### Text excerpt
---
Long Lots Elementary School
Long Lots Elementary School has the largest enrollment of the town’s five elementary school. / File photo

By Thane Grauel

WESTPORT — A request for two modular classrooms outside Long Lots Elementary School, where enrollment is burgeoning and every nook and cranny has been maximized for teaching space, has not had an easy ride.

While funding for two portable classrooms for Coleytown Elementary sailed relatively unscathed through the approval process a year ago, the $600,000 request for Long Lots modulars has encountered a far bumpier road.

Over the last month, the request squeaked by the Board of Education and Board of Finance with 4-3 votes.

On Thursday night, the Finance and Education committees of the Representative Town Meeting — the town body with ultimate say on funding matters — voted to recommend the full RTM approve just $400,000.

That would roughly cover two years’ use of the classrooms instead of four, including up-front installation costs.
---
(Data entries)
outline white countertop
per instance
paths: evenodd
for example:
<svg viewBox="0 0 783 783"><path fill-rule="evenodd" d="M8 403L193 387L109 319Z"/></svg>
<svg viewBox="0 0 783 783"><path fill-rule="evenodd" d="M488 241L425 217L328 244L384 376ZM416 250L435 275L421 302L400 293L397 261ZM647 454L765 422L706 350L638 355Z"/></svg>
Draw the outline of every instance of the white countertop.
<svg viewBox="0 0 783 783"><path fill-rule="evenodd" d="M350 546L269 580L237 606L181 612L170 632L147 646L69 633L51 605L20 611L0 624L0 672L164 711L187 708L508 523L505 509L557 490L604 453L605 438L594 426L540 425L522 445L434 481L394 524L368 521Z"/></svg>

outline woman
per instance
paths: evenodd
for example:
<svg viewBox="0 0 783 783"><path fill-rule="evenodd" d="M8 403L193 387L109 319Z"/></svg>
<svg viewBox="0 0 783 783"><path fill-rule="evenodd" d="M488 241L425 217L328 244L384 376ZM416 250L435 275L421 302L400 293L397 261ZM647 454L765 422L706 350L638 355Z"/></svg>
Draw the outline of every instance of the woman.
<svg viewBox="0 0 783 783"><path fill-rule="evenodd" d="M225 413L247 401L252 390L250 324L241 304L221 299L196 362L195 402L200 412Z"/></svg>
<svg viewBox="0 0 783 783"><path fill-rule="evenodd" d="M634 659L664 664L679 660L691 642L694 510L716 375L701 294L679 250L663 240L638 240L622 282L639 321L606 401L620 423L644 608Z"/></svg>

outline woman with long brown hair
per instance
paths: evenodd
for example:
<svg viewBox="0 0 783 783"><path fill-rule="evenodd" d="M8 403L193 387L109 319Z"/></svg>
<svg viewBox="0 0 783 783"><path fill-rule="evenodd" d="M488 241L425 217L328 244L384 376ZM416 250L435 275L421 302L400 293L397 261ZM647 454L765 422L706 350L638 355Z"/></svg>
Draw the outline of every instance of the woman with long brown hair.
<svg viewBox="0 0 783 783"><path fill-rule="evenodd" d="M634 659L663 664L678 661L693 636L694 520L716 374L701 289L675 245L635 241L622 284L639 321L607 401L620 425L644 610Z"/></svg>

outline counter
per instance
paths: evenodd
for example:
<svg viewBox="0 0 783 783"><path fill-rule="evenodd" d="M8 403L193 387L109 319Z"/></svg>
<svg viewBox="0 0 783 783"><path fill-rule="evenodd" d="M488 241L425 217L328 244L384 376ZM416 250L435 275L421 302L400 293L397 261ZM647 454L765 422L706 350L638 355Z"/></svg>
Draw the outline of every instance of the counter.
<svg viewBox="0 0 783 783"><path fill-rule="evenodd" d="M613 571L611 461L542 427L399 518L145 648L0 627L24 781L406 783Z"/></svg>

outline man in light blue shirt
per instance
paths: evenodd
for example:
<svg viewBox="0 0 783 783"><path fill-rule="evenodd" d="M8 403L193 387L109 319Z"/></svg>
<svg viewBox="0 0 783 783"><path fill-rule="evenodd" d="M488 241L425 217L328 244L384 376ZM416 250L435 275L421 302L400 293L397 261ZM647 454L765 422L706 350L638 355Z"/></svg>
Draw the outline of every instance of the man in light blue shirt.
---
### Tasks
1) In the article on the Long Lots modular classrooms, by what vote did the request pass the Board of Education and the Board of Finance?
2) Pick up the article on the Long Lots modular classrooms after its final sentence and continue writing it.

### Answers per task
1) It passed both boards by 4-3 votes.

2)
The committees’ votes are recommendations to the full RTM, and are not binding.

RTM member Matthew Mandell, District 1.
RTM member Matthew Mandell, District 1

The votes came after a three-hour discussion that was at times difficult.

While education officials and parents noted that the Long Lots space crunch is real, RTM members appeared to give the matter harsher scrutiny than during its recent review of the drastic rezoning of Saugatuck.

Matthew Mandell, District 1, said he was surprised to have gotten emails from parents saying, “Don’t do this.”

“It seems we’ve a bleeding patient here, and we’re just putting Band-Aids on it, rather than taking care of the situation that needs to be addressed, which is we have an imbalance of our population of our town that probably needs to be addressed,” he said.

“Why aren’t we waiting to see what this capacity study is, so that we can really have a rational decision on where we are and what we’re going to do, and two, when are you going to redistrict? I don’t want to hear maybe September 2025, I would like to hear yeah, we are going to do it so that we as the RTM are the ones that are going to pull the trigger on whether we want to spend this money or not, know what’s going to be going on,” he said.

“I don’t want to hear two years from now, ‘Oh, you know that Greens Farms needs more modulars because, well, more people have moved into that area,’ ” Mandell added.

“So, what’s up?” he asked Supt. of Schools Thomas Scarice.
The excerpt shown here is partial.